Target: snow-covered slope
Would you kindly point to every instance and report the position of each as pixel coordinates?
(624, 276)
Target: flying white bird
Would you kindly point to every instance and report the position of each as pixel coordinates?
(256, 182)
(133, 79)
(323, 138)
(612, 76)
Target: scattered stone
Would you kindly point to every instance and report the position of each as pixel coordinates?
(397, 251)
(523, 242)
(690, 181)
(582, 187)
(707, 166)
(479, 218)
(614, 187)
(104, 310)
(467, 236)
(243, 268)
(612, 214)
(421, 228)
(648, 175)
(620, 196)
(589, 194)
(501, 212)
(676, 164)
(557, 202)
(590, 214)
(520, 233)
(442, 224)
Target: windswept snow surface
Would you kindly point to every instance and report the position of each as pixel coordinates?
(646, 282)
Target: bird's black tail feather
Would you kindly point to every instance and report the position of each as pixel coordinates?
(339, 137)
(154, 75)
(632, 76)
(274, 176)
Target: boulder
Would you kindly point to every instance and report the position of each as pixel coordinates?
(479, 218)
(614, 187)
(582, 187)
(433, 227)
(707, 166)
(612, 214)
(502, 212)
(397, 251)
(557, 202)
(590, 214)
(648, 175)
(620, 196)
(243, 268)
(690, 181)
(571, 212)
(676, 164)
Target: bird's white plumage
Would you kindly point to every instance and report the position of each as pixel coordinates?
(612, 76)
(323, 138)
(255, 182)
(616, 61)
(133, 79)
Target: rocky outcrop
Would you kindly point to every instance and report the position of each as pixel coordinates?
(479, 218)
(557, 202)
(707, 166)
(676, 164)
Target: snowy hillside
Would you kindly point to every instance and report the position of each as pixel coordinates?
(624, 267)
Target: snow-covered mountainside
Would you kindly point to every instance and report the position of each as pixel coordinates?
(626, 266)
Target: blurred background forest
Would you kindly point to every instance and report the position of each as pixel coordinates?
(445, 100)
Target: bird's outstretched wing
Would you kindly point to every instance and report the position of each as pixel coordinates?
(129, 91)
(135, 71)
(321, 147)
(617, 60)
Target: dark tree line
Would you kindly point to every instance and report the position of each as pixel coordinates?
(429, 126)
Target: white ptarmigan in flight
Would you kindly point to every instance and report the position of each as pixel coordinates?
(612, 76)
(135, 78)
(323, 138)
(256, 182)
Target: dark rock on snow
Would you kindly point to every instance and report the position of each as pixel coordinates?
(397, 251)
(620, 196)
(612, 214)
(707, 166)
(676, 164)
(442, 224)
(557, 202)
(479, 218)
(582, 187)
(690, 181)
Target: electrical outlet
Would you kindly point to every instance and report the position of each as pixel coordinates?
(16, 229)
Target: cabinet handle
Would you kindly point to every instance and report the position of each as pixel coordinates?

^^^^^^^^^^^^^^^^

What is expected: The records above are to be copied in full, exactly as written.

The answer:
Target: snow-covered slope
Would you kindly point to every instance and report the position of each as pixel coordinates?
(624, 276)
Target: flying white bird
Would you kindly point to every instance and report the position of each as pixel coordinates?
(256, 182)
(133, 79)
(323, 138)
(612, 76)
Target: scattered stone
Would you kindly point to every instance and report the position of each as pixel coordinates?
(397, 251)
(523, 242)
(690, 181)
(582, 187)
(707, 166)
(479, 218)
(614, 187)
(104, 310)
(467, 236)
(243, 268)
(612, 214)
(421, 228)
(648, 175)
(620, 196)
(589, 194)
(501, 212)
(676, 164)
(557, 202)
(590, 214)
(520, 233)
(442, 224)
Target: windswept snow surface
Would you kindly point to every instance and report the position of each as pixel coordinates?
(646, 282)
Target: bird's black tail feather
Would you kindly point to every instance and report the position of each as pixel coordinates?
(339, 137)
(154, 75)
(632, 76)
(274, 176)
Target: boulder
Would you kindly point to every instance and report the position of each as pixel coordinates?
(479, 218)
(614, 187)
(582, 187)
(433, 227)
(707, 166)
(612, 214)
(502, 212)
(397, 251)
(557, 202)
(590, 214)
(648, 175)
(620, 196)
(243, 268)
(690, 181)
(571, 212)
(676, 164)
Target: bird's white plumage
Would you kindly point to every instance and report the position of each as pixel coordinates?
(612, 76)
(323, 138)
(255, 182)
(616, 61)
(133, 79)
Target: rocky outcrop
Would you kindly point to every instance and report the position of each as pixel coordinates?
(479, 218)
(557, 202)
(707, 166)
(676, 164)
Target: snowy hillside
Would you kindly point to every instance and report the position of each as pixel coordinates?
(624, 267)
Target: snow-covered mountainside
Would you kindly point to every instance and report the position of each as pixel coordinates?
(626, 266)
Target: blurred background forest
Would you kindly point to every instance and report the position of each as pixel coordinates?
(445, 100)
Target: bird's outstretched wing
Would you kindly point to every instance and report the position of each as pixel coordinates?
(129, 91)
(135, 71)
(321, 147)
(617, 60)
Target: dark tree line
Would you kindly point to every instance and report the position of each as pixel coordinates?
(429, 126)
Target: white ptarmigan in flight
Would you kindly point to every instance and report the position of each as pixel coordinates?
(612, 76)
(135, 78)
(323, 138)
(256, 182)
Target: dark rock on snow
Would you kindly point to every instance and report the position of each as pixel coordinates?
(397, 251)
(620, 196)
(612, 214)
(707, 166)
(676, 164)
(442, 224)
(557, 202)
(479, 218)
(582, 187)
(690, 181)
Target: electrical outlet
Would you kindly point to every instance and report the position of each as pixel coordinates?
(16, 229)
Target: cabinet handle
Would you kindly point to every instance and report the position of each as pixel coordinates?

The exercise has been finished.